## SET PROBLEM
Update the data below by changing "thickest part" to "widest part" everywhere and leaving everything else as it is. Do not include the pictures in your answer.

## DATA FOR THIS EXERCISE
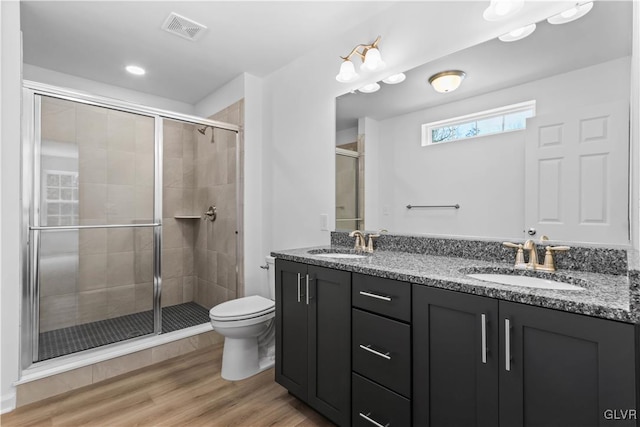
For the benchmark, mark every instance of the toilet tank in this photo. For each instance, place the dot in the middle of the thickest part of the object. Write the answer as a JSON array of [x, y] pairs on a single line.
[[271, 272]]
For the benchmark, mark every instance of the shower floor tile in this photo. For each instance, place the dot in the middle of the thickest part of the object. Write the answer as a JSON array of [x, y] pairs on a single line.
[[95, 334]]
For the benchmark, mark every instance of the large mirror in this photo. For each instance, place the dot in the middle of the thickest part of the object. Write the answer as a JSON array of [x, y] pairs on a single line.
[[565, 175]]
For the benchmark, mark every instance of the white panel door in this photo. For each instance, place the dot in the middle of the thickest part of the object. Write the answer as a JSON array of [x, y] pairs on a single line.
[[577, 174]]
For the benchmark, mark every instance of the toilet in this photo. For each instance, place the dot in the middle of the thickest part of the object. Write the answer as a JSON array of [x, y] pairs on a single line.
[[248, 326]]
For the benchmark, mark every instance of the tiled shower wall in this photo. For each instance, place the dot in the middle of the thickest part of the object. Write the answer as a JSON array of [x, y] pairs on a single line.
[[178, 184], [95, 274], [215, 184]]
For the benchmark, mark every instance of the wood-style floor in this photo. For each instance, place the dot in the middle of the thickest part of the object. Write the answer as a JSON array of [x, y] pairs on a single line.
[[184, 391]]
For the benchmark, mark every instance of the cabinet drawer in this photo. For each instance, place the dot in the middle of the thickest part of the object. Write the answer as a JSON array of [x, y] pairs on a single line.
[[383, 296], [375, 405], [381, 350]]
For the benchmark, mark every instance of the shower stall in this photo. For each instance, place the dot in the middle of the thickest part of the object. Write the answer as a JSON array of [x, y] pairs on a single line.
[[130, 221]]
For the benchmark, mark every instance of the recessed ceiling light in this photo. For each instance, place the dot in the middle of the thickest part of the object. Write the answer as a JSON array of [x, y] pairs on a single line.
[[578, 11], [134, 69], [370, 88], [518, 33], [394, 79]]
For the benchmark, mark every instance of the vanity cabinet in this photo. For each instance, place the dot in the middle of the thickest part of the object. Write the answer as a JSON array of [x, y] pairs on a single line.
[[483, 362], [381, 352], [313, 337]]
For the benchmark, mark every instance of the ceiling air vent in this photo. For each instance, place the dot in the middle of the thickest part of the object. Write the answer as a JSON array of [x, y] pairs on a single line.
[[183, 27]]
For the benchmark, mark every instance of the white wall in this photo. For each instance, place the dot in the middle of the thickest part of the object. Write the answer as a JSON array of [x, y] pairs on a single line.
[[346, 136], [10, 95], [300, 103], [228, 94], [484, 175], [43, 75], [370, 128]]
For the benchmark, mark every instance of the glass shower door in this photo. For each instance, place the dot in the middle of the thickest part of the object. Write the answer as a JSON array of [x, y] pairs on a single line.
[[94, 228]]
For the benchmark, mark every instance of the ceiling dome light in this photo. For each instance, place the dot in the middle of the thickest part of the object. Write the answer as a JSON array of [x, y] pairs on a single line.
[[394, 79], [347, 72], [500, 10], [134, 69], [370, 88], [518, 33], [576, 12], [447, 81], [372, 60]]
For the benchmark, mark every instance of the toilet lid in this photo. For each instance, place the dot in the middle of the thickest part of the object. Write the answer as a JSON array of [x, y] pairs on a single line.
[[242, 308]]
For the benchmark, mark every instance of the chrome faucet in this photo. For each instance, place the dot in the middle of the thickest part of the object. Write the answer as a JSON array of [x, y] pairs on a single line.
[[532, 263], [359, 245]]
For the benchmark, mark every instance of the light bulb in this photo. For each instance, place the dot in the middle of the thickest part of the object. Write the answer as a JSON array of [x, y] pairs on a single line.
[[502, 7], [372, 60], [569, 13], [447, 81], [576, 12], [347, 72]]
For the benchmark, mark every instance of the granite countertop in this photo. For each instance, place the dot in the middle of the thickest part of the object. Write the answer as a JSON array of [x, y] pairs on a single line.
[[607, 296]]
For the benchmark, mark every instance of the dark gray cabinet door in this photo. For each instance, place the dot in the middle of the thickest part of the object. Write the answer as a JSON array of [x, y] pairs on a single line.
[[563, 369], [455, 359], [313, 337], [330, 343], [291, 327]]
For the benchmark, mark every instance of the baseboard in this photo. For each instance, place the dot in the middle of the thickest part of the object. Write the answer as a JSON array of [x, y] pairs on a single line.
[[8, 401]]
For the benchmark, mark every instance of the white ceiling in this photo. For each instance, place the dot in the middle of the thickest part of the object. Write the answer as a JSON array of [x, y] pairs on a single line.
[[603, 34], [97, 39]]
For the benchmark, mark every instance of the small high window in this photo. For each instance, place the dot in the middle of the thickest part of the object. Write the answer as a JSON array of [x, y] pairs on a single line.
[[499, 120]]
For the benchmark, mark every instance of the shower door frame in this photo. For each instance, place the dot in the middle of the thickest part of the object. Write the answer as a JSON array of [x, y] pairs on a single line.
[[30, 224]]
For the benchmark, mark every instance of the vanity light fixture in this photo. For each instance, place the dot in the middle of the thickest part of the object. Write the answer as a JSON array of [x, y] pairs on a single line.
[[371, 61], [395, 79], [576, 12], [370, 88], [134, 69], [447, 81], [500, 10], [518, 33]]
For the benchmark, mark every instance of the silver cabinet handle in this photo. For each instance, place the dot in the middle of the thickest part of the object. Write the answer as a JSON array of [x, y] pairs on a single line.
[[369, 294], [507, 345], [377, 353], [483, 319], [372, 421]]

## PROBLEM SOLUTION
For the benchmark, mark every instance of the toilet tank in this photo. For each instance, place the dot in the middle of the widest part of the object. Write the answer as a JSON array of [x, y] pairs on a single line.
[[271, 272]]
For the benchmark, mark every instance of the shower floor tile in this photo. For each instance, place the dot in the middle of the widest part of the object. Write the answer as a JSON array of [x, y] pairs on a single line.
[[95, 334]]
For the benchmark, mark every instance of the large mirror in this photo. For each instance, place the dot in the middle of the widest part of the object. Write the answer as a JSON array of [x, y] pairs on a single line.
[[565, 175]]
For the benchmark, mark every instance of the white panel door in this photo. For each instance, place the dot in the middle of the widest part of the object. Write the answer as a JSON array of [x, y] pairs on a single line.
[[577, 174]]
For the benchmark, mark every instance of the toilet in this photo. For each instance, place the dot in the middle of the widest part of the object. Write the answer as a JSON array of [x, y] pairs on a single line.
[[248, 326]]
For the benchmark, mark every instance of the tiled shower wall in this photo. For each instance, place the dot in the middle of the widest part of the object. Write the answer as a JSON array of [x, y] pairs on a single line.
[[178, 184], [95, 274], [215, 184]]
For the benchmark, mark every instance of the wood-style floor in this photo. For each instance, place the dot in the middle of the widest part of the object. Write the answer as a JSON array of [x, y] pairs on a single line.
[[184, 391]]
For the benchmark, mark every instance of the cabinet drawer in this photo. For each instance, place the dot in the middle of the widest part of the object. Write the answer as a JSON array of [x, y] pairs on a single line.
[[383, 296], [375, 405], [381, 350]]
For the benchmark, mark every instance of the shower stall in this photo. For each instance, place the dot in the middle of the widest part of the object. Write the answer as a JSON array of [x, y] pairs on a single line.
[[130, 221]]
For the benchmark, mark every instance of the recessed ceiling light in this photo. For each instance, place the dot in the middle of the widest part of the object. Write the answer as a JSON array of [x, y] pairs on a single line.
[[578, 11], [134, 69], [370, 88], [518, 33], [394, 79]]
For the benchmark, mark every instance of the vanity cabinet in this photo. For each instance, place the dot in the middle of the widest part of the object. Write the answer as a JSON array of [x, y] pairs on a single line.
[[483, 362], [381, 352], [313, 337]]
For the benchmark, mark every instance of the ceiling air vent in this photo. For each instance, place the dot in the middle of the widest part of the object. Write the answer as a JSON array of [x, y] pairs on a single line.
[[183, 27]]
For the benchmark, mark every instance of the white wall in this photo. For each instance, place the dot in the middle of the widest part of the object. Write the answer as a JSON array of [x, y] pairs on a single line.
[[346, 136], [10, 95], [300, 103], [228, 94], [484, 175], [43, 75], [370, 128]]
For the benchmark, mark every instance of the glass shower door in this photo. For each instance, place the dot in the middle of the widest part of the object. Write the answer as a JSON array of [x, y] pairs on a single line.
[[94, 228]]
For the benchmark, mark every instance of the ceiling dome light in this photo. For each instance, place the dot in the middle of the widest part of the object. Write the answer as a JSON array of [x, y] pairs on a single line.
[[394, 79], [347, 72], [500, 10], [134, 69], [370, 88], [518, 33], [576, 12], [447, 81], [372, 60]]
For the benchmark, mark every instance of the toilet lid in this photo. For each instance, place the dot in the middle of the widest part of the object. Write the answer as a JSON array of [x, y] pairs on a single line.
[[242, 308]]
For the benchmark, mark every instance of the chrome faucet in this photo. For each instance, place the dot in the middle of the widest part of the object. Write the answer as a JSON array of [x, y] pairs on a single line.
[[532, 263], [359, 245]]
For the benchmark, mark every instance of the light bulb in this photo. For each instance, place the dot in the middle of the widest part of the object. Write the answer as a JSON array of [x, y] pairs on a single line.
[[502, 7], [372, 60], [569, 13], [447, 81], [576, 12], [347, 72]]
For the benchmark, mark every instance of the granite countertop in this photo. For each instance, place the dot in the middle of the widest part of the object. Write the answer as a JSON array of [x, y] pairs on a single line.
[[607, 296]]
For the benchmark, mark every instance of the dark gray cabinet door in this photo. For each instance, place the dot in the middle of the widest part of the object. Write the answer as a JSON array of [x, y] pairs on a single line.
[[563, 369], [455, 359], [313, 337], [330, 343], [291, 327]]
For the benchmark, mark every instance of the baseboard in this photo. For each instance, place the dot in the middle of the widest part of the object. Write the answer as a JSON array of [x, y] pairs on a single line.
[[8, 401]]
For the benchmark, mark every instance of the white ceiling in this photo. For each instance, place the dot in the middle of the widest part of the object. Write the answer as a JSON array of [x, y] pairs on a single line.
[[603, 34], [97, 39]]
For the benchmark, mark every instance of the small high window in this photo. For each instance, place the dot in the middle of the widest part of the object. Write the answer as a JSON array of [x, y] pairs on a single line.
[[499, 120]]
For the benchmark, mark every instance of the shower door frame in this photo. For each instance, place the dot in the middle of the widest part of the object. Write the answer as a JSON array of [x, y] pairs on a single line.
[[30, 224]]
For the benchmark, mark every instance of the vanity light fixture in this photo. For each instance, place the dot in the middle of the widest part of the object. Write the answer as a JSON array of [x, y] pairs on a single line.
[[371, 61], [395, 79], [576, 12], [370, 88], [134, 69], [447, 81], [500, 10], [518, 33]]
For the benchmark, mark every instance of the silver cabinet handle in this photo. For each instance, place the dot in the middle of the widest part of the object. Write the answer as a JSON array of [x, y] pairs on a single line.
[[369, 294], [507, 345], [377, 353], [483, 319], [372, 421]]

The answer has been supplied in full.